##### GIVEN PASSAGE
Mapping the future of education and technology, Part 2

Nexer Website

Introduction

In the first part of our Mapping the evolution of EdTech report, we revealed the impact EdTech has had on all levels of education, from Early Years through to adult learning, and particularly in light of the pandemic.

Despite a handful of reservations such as concerns around funding and technology's potential to distract learners, the response from those working within education was overwhelmingly positive. Today's educators want access to better EdTech, they understand how it can make a positive difference to their practice, and believe it can both enhance learning in the moment and prepare learners for life after education.

However, behind the tech-enabled buzz of classroom learning sits another group of stakeholders whose opinions of and involvement with EdTech are crucial – the parents, guardians and carers.

While many higher education learners had access to laptops and the tech they needed to learn, younger ages groups and families with multiple school-aged children may have to share hardware with their siblings, and bandwidth with their parents. Did these experiences negatively impact their views of tech-led learning?

In Part two of our report, we explore the experiences this segment has had of supporting their children and young adults with remote learning both during and since the worst of the pandemic.

About the company

Established in 2007, Nexer Digital (formerly Sigma) is a leading digital User Experience (UX) agency that designs digital products and services that help people to live and work better.

Nexer works with organisations large and small, in the public, private and not-for-profit sectors, nationally and internationally. The team believes strongly in developing long term, mutually beneficial strategic partnerships with its customers, with key clients including mental health charity Mind, Astra Zeneca and the Department for Education.

In addition, Nexer also runs the North of England's leading digital UX event – Camp Digital. Now in its tenth year, Camp Digital attracts world-class speakers who discuss the most important topics and trends in the UX and digital community.

Nexer Digital is part of the Nexer Group, a Swedish strategy, technology and communication company with 1,600 employees, driving tech innovation in 9 countries. Nexer Group is part of the Danir Group, a Swedish privately held company with nearly 8,000 employees in 16 countries.

A man sits at a desk looking at a laptop screen. The Nexer Digital team sit in a circle around a campfire.

Key findings

Part two of our report explores the experiences of parents, guardians and carers supporting their children and young adults with remote learning, both during and following the worst of the pandemic. Here’s what we found:

A girl is sitting facing the camera, looking at a laptop screen.
18%

Only 18% of learners had sole access to technology that could support their remote learning.

44%

44% of families spent between £101 - £500 on new technology.

35%

35% of low income families didn’t have the home learning equipment they needed in the last lockdown.

41%

41% said their internet had slowed when learners were studying remotely.

80%

80% of parents did not recognise ‘My child has enjoyed learning remotely’ as true.

4%

4% struggled to use the support provided by EdTech teams or tools.

A girl is sitting facing the camera, looking at a tablet screen.
##########
WORK INSTRUCTIONS
Extract the part of the EdTech report from "Part two of our report explores" up to and including "on new technology.". The material has nothing to do with the work on the EdTech report.
##### SUPPLIED MATERIAL
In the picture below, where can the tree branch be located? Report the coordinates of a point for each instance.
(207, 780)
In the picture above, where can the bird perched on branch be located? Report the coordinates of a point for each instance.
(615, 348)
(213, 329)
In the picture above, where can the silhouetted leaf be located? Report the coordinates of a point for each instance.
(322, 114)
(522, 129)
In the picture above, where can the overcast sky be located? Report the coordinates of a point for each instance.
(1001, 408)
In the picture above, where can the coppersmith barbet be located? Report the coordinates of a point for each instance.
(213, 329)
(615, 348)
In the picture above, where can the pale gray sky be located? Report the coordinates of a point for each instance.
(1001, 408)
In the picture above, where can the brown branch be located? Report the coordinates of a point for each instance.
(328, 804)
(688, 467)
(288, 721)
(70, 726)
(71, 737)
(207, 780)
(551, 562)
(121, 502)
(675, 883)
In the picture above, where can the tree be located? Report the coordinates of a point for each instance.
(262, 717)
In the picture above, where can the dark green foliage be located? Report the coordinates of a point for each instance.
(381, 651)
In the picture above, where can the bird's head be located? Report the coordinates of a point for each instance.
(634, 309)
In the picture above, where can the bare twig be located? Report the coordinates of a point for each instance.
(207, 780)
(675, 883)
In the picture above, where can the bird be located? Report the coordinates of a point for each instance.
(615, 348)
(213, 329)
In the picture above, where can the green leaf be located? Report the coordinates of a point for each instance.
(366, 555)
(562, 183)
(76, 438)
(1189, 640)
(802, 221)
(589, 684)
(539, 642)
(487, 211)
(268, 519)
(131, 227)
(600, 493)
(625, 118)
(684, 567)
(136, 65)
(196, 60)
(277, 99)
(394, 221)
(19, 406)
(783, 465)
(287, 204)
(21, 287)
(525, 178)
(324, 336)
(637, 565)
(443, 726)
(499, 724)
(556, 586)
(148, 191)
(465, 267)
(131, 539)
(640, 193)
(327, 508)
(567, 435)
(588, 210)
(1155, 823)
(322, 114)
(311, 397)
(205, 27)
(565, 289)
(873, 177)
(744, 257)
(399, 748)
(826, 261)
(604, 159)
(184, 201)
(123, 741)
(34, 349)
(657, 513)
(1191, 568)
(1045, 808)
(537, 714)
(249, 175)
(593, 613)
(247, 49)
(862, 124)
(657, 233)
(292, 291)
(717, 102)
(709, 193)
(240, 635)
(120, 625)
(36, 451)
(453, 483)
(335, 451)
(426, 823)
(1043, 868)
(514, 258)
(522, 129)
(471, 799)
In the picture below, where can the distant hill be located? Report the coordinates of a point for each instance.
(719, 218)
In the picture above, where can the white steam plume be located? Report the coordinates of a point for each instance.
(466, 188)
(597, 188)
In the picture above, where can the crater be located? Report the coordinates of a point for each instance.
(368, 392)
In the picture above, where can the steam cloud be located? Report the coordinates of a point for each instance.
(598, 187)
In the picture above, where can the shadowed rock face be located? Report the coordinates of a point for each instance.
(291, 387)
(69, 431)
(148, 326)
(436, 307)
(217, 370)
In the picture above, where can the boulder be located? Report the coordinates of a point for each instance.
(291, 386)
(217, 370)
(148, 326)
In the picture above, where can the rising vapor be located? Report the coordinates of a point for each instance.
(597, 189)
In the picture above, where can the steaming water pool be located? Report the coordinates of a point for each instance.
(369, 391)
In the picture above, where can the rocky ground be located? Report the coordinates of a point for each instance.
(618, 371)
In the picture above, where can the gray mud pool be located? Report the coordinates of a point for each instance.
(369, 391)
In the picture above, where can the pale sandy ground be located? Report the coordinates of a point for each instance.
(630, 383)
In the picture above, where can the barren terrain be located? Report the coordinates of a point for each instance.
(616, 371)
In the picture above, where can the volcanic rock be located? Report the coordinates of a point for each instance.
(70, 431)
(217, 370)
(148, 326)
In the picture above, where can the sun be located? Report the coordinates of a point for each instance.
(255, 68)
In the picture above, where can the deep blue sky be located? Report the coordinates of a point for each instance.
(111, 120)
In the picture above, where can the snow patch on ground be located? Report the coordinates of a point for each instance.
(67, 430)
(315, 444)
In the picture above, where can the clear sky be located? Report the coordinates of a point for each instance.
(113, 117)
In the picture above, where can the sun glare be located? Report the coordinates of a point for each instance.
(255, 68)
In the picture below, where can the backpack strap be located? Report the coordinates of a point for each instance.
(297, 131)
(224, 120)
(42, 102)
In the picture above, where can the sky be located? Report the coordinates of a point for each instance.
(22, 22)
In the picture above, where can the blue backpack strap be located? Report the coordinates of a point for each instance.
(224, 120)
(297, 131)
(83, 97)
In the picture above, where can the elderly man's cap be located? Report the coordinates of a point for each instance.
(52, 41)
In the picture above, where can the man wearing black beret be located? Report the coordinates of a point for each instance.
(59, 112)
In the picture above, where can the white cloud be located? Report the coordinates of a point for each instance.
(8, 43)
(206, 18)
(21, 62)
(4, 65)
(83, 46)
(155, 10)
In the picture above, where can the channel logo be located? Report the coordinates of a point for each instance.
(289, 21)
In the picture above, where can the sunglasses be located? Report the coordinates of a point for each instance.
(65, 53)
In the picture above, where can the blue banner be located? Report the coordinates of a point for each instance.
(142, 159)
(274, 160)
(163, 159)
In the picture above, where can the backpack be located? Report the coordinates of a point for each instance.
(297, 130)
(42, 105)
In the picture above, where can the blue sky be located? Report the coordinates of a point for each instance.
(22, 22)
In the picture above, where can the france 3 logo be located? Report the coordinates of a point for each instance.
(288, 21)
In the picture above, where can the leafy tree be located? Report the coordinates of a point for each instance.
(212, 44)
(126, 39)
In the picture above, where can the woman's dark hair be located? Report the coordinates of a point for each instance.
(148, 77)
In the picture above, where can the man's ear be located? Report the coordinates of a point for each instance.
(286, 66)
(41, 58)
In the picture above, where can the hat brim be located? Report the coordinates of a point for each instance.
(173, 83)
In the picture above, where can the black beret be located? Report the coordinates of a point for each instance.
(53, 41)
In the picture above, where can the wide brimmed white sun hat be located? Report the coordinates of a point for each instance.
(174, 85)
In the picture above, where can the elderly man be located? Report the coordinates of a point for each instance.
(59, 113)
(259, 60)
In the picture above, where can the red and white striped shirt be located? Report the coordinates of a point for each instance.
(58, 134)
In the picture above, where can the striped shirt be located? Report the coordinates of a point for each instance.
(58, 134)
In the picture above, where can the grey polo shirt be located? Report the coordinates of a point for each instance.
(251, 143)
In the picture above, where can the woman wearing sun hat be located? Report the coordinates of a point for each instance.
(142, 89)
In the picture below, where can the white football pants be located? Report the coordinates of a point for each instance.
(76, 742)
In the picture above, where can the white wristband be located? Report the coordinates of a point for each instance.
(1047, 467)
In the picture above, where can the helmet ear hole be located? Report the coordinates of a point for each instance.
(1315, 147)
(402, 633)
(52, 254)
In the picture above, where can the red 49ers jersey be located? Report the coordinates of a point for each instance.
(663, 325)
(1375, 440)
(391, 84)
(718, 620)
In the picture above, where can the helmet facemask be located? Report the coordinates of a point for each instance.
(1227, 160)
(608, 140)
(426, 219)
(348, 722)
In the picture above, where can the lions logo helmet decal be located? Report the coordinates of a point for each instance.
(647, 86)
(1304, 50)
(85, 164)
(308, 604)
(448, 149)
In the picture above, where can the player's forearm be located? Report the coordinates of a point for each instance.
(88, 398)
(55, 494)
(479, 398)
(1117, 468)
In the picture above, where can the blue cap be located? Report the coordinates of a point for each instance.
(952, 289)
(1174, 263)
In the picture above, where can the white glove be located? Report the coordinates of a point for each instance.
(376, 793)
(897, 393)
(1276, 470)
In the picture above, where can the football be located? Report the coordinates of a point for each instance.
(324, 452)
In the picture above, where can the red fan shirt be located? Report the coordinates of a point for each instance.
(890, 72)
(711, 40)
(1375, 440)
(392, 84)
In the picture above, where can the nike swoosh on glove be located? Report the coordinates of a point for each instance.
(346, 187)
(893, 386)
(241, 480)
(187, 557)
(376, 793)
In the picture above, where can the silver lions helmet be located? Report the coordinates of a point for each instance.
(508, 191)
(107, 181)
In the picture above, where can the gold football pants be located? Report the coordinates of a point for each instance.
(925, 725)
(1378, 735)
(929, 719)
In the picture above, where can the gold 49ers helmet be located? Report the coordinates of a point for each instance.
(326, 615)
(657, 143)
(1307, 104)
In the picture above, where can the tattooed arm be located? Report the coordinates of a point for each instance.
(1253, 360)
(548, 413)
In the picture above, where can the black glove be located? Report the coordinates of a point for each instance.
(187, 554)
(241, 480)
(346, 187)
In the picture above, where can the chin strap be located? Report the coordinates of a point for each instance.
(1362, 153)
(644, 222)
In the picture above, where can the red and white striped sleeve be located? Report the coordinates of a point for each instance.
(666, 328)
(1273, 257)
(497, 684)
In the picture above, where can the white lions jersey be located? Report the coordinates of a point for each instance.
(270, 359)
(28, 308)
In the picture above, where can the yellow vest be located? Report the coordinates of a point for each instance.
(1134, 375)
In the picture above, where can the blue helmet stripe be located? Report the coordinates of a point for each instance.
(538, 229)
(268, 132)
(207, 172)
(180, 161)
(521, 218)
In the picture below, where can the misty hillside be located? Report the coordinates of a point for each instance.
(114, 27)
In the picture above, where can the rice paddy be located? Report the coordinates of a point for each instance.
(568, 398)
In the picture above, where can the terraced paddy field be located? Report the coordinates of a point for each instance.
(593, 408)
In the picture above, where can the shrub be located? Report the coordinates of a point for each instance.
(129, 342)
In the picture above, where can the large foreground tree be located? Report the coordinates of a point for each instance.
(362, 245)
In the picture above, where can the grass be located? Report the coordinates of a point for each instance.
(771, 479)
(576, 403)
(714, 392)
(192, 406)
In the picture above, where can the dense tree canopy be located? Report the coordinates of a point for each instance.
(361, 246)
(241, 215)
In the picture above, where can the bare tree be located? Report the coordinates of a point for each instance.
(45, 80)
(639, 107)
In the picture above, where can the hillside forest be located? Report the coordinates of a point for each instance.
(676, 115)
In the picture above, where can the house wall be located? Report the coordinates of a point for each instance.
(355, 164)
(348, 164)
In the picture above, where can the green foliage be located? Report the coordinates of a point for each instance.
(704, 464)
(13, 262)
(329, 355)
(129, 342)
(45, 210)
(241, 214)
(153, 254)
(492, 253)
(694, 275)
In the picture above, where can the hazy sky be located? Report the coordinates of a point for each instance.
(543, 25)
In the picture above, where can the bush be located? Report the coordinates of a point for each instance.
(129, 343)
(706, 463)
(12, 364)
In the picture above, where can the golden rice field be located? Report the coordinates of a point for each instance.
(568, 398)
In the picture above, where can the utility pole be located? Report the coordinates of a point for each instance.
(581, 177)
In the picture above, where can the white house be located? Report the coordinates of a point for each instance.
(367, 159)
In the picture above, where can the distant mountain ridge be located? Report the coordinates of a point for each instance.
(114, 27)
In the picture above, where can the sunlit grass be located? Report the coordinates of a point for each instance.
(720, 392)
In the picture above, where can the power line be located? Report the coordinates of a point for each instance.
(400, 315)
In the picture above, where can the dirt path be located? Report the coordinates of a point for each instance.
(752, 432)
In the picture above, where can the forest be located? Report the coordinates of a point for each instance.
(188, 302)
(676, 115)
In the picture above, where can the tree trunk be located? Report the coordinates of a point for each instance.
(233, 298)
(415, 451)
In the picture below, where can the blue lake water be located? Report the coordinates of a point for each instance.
##########
RESULT OF THIS EXERCISE
Part two of our report explores the experiences of parents, guardians and carers supporting their children and young adults with remote learning, both during and following the worst of the pandemic. Here’s what we found:

A girl is sitting facing the camera, looking at a laptop screen.
18%

Only 18% of learners had sole access to technology that could support their remote learning.

44%

44% of families spent between £101 - £500 on new technology.